EXERCISE DESCRIPTION: Carry on the passage about amyloid fibrils and their toxicity to nerve cells, picking up after its final sentence.

TEXT FOR ANALYSIS:
☆ ☆ ☆ ☆

Dobson said the proteins of certain species, like humans, appear to have a higher propensity to 'lapse' into fibrils. Interestingly, lysozyme aggregates form kilograms of amyloid, with relatively little impact on a patient's health, yet a few grams of alpha synuclein can kill dopaminergic neurons in the brain's substantia nigra region, causing the neurodegenerative disorder Parkinson's disease.

Dobson said previous experiments have shown that alpha synuclein is lethal to neurons in culture. But his team showed that adding amyloid fibrils from proteins unrelated to alpha synuclein are also lethal to nerve cells.

His team has shown that oligomers several tens of amino acids long, that have not yet formed fibrils, are even more toxic than fibrils. The minimal size for toxicity is around 20-mer.

☆ ☆ ☆ ☆

DATASET CONTENT:
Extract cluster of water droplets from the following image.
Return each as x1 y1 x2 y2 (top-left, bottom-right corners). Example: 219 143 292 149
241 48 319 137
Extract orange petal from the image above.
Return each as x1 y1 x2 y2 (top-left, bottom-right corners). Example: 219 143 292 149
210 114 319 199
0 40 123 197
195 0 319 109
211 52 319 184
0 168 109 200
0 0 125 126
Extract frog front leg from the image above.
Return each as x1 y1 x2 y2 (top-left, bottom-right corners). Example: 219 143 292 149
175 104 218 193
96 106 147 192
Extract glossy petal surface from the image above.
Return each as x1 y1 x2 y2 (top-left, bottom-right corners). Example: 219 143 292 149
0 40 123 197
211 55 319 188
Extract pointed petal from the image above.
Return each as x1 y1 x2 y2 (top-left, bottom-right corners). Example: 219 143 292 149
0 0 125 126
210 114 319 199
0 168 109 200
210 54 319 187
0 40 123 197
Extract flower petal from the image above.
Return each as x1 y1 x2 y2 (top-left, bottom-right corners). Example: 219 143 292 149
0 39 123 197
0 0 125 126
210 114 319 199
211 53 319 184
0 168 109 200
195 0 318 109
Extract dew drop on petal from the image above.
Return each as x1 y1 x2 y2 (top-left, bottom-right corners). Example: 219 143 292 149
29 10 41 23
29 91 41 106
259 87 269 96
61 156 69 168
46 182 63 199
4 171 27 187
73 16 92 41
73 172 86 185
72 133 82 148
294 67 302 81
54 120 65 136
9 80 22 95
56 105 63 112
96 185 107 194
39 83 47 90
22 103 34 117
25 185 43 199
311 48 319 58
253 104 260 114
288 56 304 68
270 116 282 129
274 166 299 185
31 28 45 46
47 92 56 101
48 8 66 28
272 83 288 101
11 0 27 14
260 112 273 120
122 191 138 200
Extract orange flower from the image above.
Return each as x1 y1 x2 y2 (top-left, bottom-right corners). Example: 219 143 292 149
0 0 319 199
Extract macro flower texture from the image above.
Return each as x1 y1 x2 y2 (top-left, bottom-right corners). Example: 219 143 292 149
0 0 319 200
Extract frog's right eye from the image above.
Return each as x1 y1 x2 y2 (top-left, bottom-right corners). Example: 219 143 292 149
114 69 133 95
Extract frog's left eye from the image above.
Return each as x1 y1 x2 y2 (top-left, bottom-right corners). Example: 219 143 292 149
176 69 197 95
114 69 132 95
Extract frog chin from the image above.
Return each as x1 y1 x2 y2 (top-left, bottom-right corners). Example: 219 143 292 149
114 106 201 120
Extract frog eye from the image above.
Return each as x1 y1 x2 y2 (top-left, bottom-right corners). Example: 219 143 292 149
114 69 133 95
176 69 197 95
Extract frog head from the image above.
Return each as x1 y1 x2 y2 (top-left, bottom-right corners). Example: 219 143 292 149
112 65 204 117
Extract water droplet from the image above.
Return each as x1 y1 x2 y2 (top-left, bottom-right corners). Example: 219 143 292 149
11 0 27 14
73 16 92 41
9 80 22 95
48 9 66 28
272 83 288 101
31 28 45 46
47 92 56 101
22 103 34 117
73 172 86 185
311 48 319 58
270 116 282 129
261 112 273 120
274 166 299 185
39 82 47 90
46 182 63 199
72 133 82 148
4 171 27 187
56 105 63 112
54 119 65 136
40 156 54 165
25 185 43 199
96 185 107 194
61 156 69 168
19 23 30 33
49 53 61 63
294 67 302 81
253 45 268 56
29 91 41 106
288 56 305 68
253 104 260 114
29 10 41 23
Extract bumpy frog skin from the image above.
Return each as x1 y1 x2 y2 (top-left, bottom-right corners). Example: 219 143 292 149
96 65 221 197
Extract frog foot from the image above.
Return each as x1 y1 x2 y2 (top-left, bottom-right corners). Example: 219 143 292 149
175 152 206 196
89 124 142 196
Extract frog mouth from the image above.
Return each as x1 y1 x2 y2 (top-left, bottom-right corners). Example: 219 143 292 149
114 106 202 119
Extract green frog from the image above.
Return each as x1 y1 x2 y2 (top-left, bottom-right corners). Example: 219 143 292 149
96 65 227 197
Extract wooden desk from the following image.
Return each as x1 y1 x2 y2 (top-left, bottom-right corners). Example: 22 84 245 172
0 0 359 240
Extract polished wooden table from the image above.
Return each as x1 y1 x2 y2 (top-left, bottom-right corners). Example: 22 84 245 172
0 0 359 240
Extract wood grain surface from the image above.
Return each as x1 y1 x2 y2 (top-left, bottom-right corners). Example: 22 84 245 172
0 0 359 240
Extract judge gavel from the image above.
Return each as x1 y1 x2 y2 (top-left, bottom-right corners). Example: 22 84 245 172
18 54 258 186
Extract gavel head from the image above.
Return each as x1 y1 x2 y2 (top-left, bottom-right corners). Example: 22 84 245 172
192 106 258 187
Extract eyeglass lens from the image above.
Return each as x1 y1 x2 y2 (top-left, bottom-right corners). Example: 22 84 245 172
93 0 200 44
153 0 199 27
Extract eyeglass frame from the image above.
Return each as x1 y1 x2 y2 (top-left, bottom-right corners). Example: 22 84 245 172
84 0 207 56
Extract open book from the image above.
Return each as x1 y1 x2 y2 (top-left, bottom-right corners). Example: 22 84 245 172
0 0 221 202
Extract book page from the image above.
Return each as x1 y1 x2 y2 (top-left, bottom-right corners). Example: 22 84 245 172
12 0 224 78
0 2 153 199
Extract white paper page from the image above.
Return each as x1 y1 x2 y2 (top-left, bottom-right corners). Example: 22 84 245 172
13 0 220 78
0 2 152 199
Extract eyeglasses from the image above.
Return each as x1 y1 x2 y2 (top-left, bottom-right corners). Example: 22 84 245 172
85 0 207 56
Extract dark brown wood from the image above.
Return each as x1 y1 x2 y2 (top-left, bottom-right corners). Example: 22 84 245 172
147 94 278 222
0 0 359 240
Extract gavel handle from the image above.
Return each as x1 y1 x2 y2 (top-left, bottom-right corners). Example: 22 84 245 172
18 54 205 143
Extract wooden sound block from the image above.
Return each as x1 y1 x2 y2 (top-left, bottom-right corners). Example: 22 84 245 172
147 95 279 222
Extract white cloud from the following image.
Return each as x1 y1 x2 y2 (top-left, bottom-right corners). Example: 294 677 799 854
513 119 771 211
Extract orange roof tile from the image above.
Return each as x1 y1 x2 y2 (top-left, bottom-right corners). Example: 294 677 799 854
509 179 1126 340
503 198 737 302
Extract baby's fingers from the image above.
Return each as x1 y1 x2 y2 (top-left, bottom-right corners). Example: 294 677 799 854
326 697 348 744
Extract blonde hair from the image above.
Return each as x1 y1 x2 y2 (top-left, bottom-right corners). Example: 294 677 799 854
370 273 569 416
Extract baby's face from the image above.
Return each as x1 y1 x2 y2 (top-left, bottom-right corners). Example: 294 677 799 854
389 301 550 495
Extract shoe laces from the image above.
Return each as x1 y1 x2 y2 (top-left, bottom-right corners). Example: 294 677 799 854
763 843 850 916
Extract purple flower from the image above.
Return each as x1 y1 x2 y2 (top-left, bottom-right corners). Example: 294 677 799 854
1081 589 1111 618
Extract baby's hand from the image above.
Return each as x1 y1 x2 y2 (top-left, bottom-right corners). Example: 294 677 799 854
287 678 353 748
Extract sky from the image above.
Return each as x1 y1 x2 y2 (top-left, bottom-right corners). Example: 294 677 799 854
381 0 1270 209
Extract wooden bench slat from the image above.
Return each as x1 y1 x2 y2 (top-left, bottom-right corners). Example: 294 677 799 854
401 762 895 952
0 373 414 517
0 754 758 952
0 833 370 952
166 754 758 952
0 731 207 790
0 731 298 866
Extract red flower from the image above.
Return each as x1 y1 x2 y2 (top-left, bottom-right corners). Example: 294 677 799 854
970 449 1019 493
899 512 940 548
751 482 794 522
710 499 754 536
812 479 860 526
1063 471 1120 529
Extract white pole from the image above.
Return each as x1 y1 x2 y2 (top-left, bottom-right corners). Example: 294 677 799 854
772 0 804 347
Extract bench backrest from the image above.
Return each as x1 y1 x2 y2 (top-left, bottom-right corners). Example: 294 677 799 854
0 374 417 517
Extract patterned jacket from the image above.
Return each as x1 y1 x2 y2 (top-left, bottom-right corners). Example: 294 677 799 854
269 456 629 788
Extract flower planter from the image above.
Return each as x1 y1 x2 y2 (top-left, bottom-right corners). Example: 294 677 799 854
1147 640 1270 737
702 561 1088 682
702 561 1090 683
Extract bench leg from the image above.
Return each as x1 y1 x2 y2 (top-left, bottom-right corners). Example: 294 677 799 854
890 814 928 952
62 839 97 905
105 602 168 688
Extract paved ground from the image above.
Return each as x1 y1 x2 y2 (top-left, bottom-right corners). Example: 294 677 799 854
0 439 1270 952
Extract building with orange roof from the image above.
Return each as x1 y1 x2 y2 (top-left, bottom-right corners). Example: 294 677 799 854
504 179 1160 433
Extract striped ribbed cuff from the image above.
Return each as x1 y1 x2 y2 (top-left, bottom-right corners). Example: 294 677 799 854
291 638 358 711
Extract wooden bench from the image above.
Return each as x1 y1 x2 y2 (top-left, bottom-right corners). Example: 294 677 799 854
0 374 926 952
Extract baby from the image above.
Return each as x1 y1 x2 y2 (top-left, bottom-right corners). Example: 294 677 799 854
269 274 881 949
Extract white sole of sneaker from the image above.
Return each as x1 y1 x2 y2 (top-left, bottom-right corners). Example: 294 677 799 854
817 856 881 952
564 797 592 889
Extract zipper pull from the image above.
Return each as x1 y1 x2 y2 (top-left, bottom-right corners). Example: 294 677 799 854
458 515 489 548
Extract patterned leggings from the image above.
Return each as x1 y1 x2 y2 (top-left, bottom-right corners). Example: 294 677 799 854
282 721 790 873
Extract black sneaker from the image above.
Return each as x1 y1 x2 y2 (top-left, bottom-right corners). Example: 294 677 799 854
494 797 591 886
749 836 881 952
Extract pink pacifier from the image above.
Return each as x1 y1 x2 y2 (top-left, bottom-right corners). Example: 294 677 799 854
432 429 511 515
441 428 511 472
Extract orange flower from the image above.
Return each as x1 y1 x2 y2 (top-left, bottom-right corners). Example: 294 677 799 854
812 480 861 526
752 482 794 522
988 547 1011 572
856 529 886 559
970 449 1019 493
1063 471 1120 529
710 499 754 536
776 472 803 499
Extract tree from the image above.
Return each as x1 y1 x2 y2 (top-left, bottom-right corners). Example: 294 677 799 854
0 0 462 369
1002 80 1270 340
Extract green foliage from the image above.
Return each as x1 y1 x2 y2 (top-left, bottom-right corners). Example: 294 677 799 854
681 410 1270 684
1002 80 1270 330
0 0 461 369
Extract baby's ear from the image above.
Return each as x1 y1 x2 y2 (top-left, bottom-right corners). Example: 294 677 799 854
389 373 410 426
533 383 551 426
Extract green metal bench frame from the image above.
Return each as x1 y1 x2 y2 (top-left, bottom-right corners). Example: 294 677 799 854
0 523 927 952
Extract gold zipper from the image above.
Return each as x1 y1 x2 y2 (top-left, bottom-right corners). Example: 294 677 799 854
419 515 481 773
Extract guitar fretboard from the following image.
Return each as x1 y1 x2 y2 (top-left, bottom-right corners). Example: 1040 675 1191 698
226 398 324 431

☆ ☆ ☆ ☆

WRITTEN RESPONSE:
"Maybe all proteins have a tendency to misfold and aggregate. As they go through these toxic intermediate stages, they are detected by chaperones and ubiquitins that help them fold correctly into non-toxic forms, or mark them for degradation. But as these regulatory mechanisms begin to fail with age, people's proteins become less stable, particularly if people have mutations that make particular proteins unstable."

"As we get older, we tend to accumulate proteins that are damaged in some way, and our regulatory and control systems are running down, so the aberrant proteins are escaping, precipitating from solution and aggregating into amyloid.

"We're now doing things that didn't happen in early human evolutionary history. Everybody is living longer, and half the people over 85 have Alzheimer's disease. Everybody has some fibrils after age 50 or 60, and prion diseases like scrapie in sheep are passed on through urine, blood or the placenta, through the practice of feeding young cows protein from the brain tissues of old cows."

Dobson said type 2 diabetes is due to humans eating very different diets to their ancestors, resulting in changes in hormonal and protein levels. Most patients on dialysis awaiting kidney transplants develop protein-associated disease, including amyloid deposits of beta-2 microglobulin in the joints and skeletal tissues.

"It's just the wrong size to slip through filters, and is concentrated 10-fold in the serum of patients on dialysis.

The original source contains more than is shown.